#### [WHAT THIS TASK INVOLVES]
Please convert everything from the start of the data below down to and including the line containing "x=139, y=554" into a JSON list of strings, one string per line, leaving out blank lines.

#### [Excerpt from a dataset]
————————

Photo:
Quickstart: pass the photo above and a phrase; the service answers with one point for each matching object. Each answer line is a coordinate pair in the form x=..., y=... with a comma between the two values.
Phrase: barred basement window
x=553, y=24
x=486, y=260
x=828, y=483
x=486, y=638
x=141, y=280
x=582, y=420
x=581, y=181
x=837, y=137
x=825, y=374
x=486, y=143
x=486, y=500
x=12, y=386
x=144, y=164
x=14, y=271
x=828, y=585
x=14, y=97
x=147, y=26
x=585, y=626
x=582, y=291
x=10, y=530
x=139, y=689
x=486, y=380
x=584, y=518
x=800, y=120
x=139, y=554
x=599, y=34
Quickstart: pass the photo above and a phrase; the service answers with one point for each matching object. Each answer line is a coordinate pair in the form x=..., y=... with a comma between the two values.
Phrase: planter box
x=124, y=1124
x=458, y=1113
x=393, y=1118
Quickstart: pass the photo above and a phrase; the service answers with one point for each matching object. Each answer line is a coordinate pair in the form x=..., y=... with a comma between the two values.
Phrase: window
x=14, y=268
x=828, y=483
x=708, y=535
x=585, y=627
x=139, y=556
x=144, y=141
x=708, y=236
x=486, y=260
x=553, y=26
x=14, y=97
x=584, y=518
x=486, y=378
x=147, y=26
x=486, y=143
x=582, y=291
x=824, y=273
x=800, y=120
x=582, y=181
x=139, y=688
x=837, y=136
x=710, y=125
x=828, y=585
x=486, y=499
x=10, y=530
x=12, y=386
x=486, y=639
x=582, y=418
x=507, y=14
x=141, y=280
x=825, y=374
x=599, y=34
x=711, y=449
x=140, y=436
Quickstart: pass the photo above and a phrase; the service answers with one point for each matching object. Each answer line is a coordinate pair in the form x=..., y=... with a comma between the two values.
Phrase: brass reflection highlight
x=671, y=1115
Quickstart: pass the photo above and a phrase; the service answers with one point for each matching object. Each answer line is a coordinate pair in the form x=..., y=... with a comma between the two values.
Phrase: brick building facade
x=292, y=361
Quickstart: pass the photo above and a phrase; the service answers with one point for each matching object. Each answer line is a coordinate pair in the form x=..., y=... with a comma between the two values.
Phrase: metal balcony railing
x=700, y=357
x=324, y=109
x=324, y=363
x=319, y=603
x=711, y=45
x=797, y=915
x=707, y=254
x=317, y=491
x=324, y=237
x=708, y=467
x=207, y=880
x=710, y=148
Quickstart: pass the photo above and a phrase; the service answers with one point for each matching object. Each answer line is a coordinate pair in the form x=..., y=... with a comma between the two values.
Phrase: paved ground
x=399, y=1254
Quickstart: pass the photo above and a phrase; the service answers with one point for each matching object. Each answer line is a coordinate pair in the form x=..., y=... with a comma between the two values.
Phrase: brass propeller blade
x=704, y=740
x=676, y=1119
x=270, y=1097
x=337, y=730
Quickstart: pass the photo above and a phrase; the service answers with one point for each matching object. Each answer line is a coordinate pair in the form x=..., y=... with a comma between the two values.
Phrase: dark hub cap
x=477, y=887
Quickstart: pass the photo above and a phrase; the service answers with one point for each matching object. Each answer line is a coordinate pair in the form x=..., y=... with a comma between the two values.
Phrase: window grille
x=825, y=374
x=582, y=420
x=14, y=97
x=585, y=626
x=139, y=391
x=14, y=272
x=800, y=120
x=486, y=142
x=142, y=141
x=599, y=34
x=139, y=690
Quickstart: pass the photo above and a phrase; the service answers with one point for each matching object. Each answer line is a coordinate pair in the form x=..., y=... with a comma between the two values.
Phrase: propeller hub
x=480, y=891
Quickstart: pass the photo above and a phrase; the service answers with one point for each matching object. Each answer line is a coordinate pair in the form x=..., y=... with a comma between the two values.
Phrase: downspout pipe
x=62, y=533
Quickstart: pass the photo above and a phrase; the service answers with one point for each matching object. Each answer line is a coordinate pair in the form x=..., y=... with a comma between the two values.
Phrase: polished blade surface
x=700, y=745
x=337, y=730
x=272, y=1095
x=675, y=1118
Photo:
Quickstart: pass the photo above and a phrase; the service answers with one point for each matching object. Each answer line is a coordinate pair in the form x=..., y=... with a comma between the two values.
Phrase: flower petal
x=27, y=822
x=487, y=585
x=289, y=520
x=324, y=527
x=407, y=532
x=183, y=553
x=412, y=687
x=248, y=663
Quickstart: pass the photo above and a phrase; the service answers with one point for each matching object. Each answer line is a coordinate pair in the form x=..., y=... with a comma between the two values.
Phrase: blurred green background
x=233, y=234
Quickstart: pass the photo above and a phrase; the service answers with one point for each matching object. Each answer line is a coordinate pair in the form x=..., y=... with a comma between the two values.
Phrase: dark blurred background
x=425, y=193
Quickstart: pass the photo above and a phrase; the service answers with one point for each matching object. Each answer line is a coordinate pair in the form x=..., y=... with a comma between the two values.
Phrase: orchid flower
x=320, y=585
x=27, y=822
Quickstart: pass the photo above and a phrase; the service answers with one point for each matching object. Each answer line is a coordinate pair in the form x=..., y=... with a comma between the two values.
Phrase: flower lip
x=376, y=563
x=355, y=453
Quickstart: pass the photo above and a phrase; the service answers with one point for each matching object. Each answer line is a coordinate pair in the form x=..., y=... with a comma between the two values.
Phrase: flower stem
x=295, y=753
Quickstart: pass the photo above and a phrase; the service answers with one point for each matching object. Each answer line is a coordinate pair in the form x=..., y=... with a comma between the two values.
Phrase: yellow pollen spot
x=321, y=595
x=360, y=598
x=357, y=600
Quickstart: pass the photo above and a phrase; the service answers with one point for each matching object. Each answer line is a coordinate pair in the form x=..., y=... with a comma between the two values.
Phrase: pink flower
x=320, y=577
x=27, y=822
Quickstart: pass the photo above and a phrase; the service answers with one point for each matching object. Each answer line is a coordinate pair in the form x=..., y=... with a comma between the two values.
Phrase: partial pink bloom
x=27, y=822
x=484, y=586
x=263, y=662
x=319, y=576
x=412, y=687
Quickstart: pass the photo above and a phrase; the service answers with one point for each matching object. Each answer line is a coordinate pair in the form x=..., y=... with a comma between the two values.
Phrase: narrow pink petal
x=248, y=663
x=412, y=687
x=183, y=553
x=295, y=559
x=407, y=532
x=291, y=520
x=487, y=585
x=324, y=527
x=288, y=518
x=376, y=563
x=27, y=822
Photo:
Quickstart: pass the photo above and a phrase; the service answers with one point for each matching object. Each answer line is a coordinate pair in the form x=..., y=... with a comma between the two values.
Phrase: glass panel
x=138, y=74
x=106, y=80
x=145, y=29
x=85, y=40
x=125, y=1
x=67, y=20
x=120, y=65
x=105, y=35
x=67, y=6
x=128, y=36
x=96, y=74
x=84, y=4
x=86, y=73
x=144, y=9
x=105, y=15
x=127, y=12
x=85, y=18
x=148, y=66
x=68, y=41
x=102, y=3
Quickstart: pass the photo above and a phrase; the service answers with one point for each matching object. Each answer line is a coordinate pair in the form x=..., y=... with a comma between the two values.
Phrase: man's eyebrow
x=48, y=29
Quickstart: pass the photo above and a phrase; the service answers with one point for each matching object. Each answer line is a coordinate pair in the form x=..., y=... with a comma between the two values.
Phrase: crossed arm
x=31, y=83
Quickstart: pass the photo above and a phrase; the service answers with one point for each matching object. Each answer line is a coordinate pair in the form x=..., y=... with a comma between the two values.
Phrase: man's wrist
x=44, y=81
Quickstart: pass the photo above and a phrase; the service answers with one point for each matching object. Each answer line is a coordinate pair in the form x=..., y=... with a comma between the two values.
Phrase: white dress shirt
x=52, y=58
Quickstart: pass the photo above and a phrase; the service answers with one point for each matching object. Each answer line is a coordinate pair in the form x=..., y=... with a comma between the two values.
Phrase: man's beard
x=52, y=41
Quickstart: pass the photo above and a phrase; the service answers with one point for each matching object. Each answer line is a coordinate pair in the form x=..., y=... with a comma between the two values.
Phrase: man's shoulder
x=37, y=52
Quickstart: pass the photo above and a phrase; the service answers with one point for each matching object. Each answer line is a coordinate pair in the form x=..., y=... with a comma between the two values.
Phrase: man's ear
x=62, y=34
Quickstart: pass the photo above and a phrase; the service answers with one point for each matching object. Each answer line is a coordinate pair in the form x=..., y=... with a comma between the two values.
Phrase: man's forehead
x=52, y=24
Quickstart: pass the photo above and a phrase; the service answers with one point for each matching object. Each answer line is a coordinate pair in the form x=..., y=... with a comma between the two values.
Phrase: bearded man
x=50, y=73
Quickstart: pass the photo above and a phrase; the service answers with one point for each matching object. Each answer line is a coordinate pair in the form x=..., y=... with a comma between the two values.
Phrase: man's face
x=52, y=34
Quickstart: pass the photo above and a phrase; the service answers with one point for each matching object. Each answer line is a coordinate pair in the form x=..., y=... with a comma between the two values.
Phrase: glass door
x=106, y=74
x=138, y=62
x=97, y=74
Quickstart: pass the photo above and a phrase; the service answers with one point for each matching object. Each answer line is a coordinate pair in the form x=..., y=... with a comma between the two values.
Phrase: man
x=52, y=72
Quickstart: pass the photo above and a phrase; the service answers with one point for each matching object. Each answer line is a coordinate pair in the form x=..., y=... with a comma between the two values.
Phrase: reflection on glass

————————

#### [FULL ANSWER]
[
  "Photo:",
  "Quickstart: pass the photo above and a phrase; the service answers with one point for each matching object. Each answer line is a coordinate pair in the form x=..., y=... with a comma between the two values.",
  "Phrase: barred basement window",
  "x=553, y=24",
  "x=486, y=260",
  "x=828, y=483",
  "x=486, y=638",
  "x=141, y=280",
  "x=582, y=420",
  "x=581, y=181",
  "x=837, y=137",
  "x=825, y=374",
  "x=486, y=143",
  "x=486, y=500",
  "x=12, y=386",
  "x=144, y=164",
  "x=14, y=271",
  "x=828, y=585",
  "x=14, y=97",
  "x=147, y=26",
  "x=585, y=626",
  "x=582, y=291",
  "x=10, y=530",
  "x=139, y=689",
  "x=486, y=380",
  "x=584, y=518",
  "x=800, y=120",
  "x=139, y=554"
]